# GIVEN EXERCISE
Locate every line below that contains the string "hallway", treating case as significant, and copy each such line in full.

# Pointing dataset excerpts
☆ ☆ ☆ ☆ ☆ ☆ ☆

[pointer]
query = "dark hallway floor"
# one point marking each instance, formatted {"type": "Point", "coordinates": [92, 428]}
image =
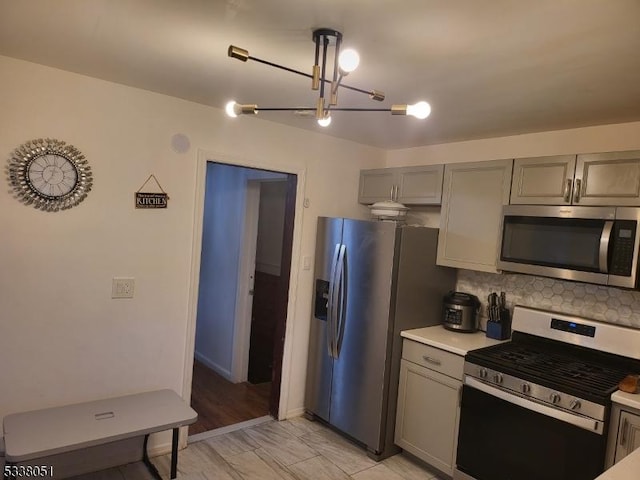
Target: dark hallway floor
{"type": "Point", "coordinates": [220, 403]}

☆ ☆ ☆ ☆ ☆ ☆ ☆

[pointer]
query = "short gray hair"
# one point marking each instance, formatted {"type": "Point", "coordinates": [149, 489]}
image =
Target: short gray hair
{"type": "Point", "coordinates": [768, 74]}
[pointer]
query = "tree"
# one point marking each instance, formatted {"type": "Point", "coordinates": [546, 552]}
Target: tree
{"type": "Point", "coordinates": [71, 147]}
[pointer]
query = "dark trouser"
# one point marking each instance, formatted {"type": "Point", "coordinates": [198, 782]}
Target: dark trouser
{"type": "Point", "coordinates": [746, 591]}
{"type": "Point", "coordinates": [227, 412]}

☆ ☆ ☆ ☆ ☆ ☆ ☆

# SOLUTION FOR THIS TASK
query = "dark hallway floor"
Target: dark hallway floor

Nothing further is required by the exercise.